▸ STATED EXERCISE A
According to the financial statements text, in what unit are the condensed interim financial statements prepared?

▸ ARTICLE

┄┄┄┄┄┄┄┄┄┄┄┄┄┄┄┄┄┄┄┄

Basis of preparation
The condensed interim financial statements are prepared in millions of South African rands (Rm) on the
historical-cost basis, except for certain assets and liabilities which are carried at amortised cost, and certain
financial instruments which are stated at their fair value.
Accounting policies
The accounting policies adopted in the preparation of the condensed interim financial information are
consistent with those of the annual financial statements for the year ended 30 June 2014 except during the
period under review, the group adopted all the IFRS and interpretations that were effective and deemed
applicable to the group. None of these standards and interpretations had a material impact on the results.
Effect of restatement of prior period
The 31 December 2013 per share numbers have been restated for the bonus element of the rights issue
announced on 2 July 2014. The effect of this restatement was a decrease in the respective earnings per share
figures for the period ended 31 December 2013 of between 1.7 cents per share and 2.4 cents per share. Please
refer to note 2.
Effect of re-presentation of prior period
The prior period figures in the income statement have been re-presented to disclose the discontinued
operations: KAP and the financial services division of JD.
The effect of the above re-presentation was a decrease in the earnings per share figures from continuing
operations for the six months ended 31 December 2013 of between 5.6 cents per share and 7.8 cents per
share. Revenue from continuing operations and profit from continuing operations for the six months ended
31 December 2013 decreased by R9 627 million and R184 million, respectively.

┄┄┄┄┄┄┄┄┄┄┄┄┄┄┄┄┄┄┄┄

▸ STATED EXERCISE B
Rewrite the records from their first line through the line containing "pixel 560 244", including both ends and every request, and add 76 to each pixel coordinate given as an answer.

▸ Pointing and labeling records
┄┄┄┄┄┄┄┄┄┄┄┄┄┄┄┄┄┄┄┄

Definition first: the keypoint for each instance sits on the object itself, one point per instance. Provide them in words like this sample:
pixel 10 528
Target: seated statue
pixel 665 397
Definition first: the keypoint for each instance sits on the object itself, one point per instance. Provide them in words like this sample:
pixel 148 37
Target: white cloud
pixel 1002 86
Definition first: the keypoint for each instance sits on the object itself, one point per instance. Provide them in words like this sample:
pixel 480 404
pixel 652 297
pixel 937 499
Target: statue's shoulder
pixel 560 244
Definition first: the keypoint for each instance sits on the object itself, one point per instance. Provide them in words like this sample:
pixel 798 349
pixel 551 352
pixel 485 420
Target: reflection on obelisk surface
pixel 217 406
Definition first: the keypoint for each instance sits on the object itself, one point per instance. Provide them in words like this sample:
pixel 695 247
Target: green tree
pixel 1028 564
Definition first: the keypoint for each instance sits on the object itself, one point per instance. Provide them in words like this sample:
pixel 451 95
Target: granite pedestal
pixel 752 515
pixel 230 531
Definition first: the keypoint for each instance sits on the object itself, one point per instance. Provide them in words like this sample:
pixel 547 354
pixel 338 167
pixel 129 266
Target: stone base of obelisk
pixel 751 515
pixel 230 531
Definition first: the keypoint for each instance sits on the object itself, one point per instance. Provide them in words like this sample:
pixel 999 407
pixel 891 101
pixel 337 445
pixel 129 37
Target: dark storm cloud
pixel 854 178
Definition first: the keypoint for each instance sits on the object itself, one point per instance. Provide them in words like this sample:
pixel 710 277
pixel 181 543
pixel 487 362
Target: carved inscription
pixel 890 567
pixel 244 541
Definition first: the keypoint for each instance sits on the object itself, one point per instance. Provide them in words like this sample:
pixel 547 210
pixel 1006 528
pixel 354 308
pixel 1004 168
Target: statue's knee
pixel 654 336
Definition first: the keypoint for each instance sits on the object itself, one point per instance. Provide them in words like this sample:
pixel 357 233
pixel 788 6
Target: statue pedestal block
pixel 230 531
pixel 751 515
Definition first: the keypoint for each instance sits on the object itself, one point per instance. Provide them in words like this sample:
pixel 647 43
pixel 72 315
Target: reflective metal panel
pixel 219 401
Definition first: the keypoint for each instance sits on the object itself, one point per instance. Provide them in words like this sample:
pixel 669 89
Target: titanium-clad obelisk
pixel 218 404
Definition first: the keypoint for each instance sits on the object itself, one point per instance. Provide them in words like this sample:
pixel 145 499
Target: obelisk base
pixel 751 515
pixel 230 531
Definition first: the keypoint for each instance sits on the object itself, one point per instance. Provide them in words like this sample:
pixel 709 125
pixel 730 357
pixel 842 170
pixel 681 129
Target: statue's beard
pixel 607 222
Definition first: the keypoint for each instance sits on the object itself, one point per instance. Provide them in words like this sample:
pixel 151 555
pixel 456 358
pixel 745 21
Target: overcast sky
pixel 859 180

┄┄┄┄┄┄┄┄┄┄┄┄┄┄┄┄┄┄┄┄

▸ WRITTEN SOLUTION A
They are prepared in millions of South African rands (Rm).

▸ WRITTEN SOLUTION B
Definition first: the keypoint for each instance sits on the object itself, one point per instance. Provide them in words like this sample:
pixel 10 528
Target: seated statue
pixel 741 473
Definition first: the keypoint for each instance sits on the object itself, one point per instance. Provide them in words like this sample:
pixel 148 37
Target: white cloud
pixel 1078 162
Definition first: the keypoint for each instance sits on the object itself, one point per instance. Provide them in words like this sample:
pixel 480 404
pixel 652 297
pixel 937 499
Target: statue's shoulder
pixel 636 320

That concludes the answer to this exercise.